> **Task details**
Using the entries below, output exactly the line containing "Would you be able to mark the evergreen" and all lines that follow it to the end.
================
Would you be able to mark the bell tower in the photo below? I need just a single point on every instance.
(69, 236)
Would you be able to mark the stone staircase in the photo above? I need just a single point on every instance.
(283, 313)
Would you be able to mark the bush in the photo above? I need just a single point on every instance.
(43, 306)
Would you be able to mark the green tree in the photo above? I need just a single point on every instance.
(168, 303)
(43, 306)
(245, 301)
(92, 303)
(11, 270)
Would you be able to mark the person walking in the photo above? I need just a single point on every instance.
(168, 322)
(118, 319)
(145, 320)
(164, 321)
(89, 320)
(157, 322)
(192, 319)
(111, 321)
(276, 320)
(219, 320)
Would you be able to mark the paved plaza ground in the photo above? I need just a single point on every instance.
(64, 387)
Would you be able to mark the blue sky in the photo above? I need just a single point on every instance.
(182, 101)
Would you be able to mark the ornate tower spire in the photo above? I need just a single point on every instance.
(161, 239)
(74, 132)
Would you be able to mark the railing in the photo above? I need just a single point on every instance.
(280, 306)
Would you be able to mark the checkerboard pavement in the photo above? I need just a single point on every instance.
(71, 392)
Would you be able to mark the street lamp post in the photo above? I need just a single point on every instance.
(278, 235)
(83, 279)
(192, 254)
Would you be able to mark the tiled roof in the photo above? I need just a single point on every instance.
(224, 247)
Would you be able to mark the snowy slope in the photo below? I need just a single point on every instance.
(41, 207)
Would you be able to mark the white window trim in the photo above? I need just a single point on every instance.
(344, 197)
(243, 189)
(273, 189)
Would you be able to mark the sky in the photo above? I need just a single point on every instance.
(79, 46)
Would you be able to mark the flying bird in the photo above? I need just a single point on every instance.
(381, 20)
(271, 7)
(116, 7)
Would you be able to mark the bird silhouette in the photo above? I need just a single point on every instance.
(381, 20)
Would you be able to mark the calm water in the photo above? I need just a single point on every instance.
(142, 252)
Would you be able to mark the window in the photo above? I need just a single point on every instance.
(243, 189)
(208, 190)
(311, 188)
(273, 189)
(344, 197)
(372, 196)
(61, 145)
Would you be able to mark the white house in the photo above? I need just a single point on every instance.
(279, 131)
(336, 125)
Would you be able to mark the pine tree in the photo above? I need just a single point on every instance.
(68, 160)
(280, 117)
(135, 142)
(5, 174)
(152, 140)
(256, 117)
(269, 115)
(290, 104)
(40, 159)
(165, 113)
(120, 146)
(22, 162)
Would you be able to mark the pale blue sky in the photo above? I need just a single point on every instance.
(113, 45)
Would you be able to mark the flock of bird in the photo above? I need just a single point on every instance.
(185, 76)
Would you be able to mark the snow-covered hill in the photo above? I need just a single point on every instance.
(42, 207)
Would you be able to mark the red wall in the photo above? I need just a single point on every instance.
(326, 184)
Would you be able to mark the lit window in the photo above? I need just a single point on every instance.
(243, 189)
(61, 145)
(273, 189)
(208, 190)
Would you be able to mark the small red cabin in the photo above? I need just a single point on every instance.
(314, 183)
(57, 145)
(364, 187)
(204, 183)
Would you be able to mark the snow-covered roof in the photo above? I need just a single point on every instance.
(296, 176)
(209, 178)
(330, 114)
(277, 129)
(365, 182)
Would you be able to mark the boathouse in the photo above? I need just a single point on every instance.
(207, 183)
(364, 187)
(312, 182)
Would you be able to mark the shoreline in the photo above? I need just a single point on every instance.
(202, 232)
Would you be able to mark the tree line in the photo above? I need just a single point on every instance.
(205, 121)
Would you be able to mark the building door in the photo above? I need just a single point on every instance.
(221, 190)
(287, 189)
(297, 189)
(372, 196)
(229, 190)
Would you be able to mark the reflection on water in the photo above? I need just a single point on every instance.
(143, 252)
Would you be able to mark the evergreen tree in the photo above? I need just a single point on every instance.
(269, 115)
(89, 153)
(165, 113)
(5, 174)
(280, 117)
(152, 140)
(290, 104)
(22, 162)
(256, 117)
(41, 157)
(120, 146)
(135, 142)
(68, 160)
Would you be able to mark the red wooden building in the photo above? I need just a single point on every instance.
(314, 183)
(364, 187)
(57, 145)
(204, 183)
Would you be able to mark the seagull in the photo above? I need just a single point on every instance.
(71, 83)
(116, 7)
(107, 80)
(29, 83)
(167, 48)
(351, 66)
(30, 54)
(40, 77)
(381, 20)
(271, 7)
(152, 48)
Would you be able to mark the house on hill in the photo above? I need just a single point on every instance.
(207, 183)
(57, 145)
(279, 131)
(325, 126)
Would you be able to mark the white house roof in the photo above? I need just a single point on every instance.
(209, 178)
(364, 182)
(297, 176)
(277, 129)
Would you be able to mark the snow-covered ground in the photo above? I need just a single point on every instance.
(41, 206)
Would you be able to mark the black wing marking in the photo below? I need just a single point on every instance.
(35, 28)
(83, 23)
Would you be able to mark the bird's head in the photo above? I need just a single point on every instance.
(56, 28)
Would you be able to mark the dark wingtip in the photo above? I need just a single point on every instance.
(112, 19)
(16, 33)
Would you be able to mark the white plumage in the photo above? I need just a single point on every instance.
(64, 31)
================
> **Exercise answer**
Would you be able to mark the evergreen tree in the photo above? I need just a single point on every instance.
(269, 115)
(89, 153)
(165, 113)
(5, 174)
(280, 117)
(152, 140)
(290, 104)
(22, 162)
(256, 117)
(41, 157)
(120, 146)
(135, 142)
(68, 160)
Would you be able to mark the red wooden building in the photo above? I need just a single point on every instance.
(314, 183)
(364, 187)
(57, 145)
(204, 183)
Would you be able to mark the seagull in the photo above? I need just a single point on every instance.
(71, 83)
(116, 7)
(107, 80)
(29, 83)
(167, 48)
(351, 66)
(30, 54)
(40, 77)
(381, 20)
(271, 7)
(152, 48)
Would you be able to mark the house on hill in the photo above? I need just a single point on every instance.
(207, 183)
(57, 145)
(279, 131)
(325, 126)
Would you be able to mark the white house roof in the photo above? I need just a single point on every instance.
(209, 178)
(364, 182)
(297, 176)
(277, 129)
Would you be able to mark the snow-covered ground in the photo above? I need just a single point on every instance.
(41, 206)
Would you be able to mark the black wing marking in the photo below? I need just a single point on every instance.
(35, 28)
(83, 23)
Would you be able to mark the bird's head in the photo above? I need just a single point on every instance.
(56, 28)
Would you be able to mark the dark wingtip in the photo above? I need just a single point on every instance.
(112, 19)
(16, 33)
Would you be able to mark the white plumage in the photo above? I need just a single point on every instance.
(64, 31)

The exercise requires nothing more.